* Exercise brief
Output range, inclusive: from the line containing "the rear window" to the line containing "the white road". Restate those lines from the data below word for word and only those.

* Data in this exercise
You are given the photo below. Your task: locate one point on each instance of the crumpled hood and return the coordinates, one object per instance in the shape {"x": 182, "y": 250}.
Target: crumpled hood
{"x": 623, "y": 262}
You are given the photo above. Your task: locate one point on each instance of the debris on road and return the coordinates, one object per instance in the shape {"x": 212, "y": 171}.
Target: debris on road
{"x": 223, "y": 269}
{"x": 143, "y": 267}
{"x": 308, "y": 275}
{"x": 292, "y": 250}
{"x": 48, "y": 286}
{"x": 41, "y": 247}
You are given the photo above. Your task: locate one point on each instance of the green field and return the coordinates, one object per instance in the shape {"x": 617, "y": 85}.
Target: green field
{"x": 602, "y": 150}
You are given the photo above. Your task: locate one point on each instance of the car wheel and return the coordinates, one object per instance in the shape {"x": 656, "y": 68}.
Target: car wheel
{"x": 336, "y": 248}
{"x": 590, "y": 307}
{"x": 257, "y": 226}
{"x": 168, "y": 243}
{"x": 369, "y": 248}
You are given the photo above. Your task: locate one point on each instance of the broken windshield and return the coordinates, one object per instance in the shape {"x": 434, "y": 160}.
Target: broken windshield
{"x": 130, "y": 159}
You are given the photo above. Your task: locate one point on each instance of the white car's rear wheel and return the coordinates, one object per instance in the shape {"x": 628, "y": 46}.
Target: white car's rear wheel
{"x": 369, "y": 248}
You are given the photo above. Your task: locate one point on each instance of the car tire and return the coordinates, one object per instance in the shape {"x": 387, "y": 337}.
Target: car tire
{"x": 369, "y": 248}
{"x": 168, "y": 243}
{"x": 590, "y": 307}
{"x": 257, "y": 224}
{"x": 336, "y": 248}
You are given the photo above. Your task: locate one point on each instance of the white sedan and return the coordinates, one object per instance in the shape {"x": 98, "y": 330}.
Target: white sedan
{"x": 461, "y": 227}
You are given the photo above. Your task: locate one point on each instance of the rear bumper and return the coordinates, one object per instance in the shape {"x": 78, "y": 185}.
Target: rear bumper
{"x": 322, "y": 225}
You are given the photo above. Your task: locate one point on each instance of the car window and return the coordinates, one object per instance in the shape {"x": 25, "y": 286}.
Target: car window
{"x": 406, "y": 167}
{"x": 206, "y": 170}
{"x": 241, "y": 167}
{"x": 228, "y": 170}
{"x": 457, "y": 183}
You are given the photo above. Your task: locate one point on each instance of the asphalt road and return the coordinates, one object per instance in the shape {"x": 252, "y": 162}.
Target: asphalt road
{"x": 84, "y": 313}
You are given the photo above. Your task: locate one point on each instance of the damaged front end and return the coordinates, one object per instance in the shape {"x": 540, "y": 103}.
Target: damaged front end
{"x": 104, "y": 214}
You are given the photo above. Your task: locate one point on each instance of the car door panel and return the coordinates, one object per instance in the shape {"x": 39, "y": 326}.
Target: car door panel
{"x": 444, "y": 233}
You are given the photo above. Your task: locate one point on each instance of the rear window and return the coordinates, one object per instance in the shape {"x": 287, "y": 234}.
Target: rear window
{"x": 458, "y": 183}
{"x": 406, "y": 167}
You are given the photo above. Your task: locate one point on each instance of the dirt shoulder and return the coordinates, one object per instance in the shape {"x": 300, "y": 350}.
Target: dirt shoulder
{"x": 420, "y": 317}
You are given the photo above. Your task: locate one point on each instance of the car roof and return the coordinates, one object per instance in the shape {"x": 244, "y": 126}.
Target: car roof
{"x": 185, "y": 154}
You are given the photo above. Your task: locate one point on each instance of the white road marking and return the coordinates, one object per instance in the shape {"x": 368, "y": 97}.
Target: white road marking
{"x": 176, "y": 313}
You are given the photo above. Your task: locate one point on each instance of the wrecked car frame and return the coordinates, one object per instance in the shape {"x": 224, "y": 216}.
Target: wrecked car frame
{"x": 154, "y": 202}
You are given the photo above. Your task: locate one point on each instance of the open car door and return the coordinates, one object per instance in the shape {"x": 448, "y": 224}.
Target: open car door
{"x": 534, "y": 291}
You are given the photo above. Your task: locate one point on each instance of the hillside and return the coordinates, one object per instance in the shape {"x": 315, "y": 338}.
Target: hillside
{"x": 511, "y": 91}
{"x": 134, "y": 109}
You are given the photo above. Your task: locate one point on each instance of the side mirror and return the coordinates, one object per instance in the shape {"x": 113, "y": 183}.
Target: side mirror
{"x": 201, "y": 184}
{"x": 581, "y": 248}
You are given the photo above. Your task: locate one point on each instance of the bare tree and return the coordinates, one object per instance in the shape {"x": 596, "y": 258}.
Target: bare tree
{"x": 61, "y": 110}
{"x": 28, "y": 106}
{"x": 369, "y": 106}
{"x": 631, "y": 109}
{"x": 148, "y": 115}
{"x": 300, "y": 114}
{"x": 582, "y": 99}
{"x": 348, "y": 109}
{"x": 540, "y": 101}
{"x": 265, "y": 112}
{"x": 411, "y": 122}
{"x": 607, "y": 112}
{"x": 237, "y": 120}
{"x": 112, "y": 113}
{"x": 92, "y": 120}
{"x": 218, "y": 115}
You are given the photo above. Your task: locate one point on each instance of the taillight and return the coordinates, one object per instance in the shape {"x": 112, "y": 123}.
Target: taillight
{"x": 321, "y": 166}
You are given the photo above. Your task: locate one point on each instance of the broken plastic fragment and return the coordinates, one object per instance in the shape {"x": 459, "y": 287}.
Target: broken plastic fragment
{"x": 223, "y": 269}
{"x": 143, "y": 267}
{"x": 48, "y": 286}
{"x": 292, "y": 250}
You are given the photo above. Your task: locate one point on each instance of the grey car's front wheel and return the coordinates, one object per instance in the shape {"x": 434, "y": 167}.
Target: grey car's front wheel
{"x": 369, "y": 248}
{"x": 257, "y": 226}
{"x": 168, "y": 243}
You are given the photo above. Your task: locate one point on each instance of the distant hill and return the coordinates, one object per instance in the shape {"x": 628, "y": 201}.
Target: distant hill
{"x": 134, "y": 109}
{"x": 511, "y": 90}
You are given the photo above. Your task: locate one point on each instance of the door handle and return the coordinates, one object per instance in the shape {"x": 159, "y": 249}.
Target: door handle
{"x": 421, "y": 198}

* Written response
You are given the photo above. Your task: locate one point on each instance of the rear window and return the coordinates, one object per instance in the shape {"x": 287, "y": 234}.
Target: rear window
{"x": 458, "y": 183}
{"x": 406, "y": 167}
You are given the photo above. Your task: locate one point on each instance of the dirt shoulder and return the coordinates, one object per instance in the shape {"x": 300, "y": 350}.
Target: dirt shoulder
{"x": 420, "y": 317}
You are given the photo above. Your task: locate one point on each instance of the car roof and return the coordinates, one object per instance in the shape {"x": 244, "y": 126}.
Target: car roof
{"x": 185, "y": 154}
You are given the photo above. Your task: locate one point on each instance of the white road marking and return the coordinates, one object per instance in the shape {"x": 368, "y": 97}.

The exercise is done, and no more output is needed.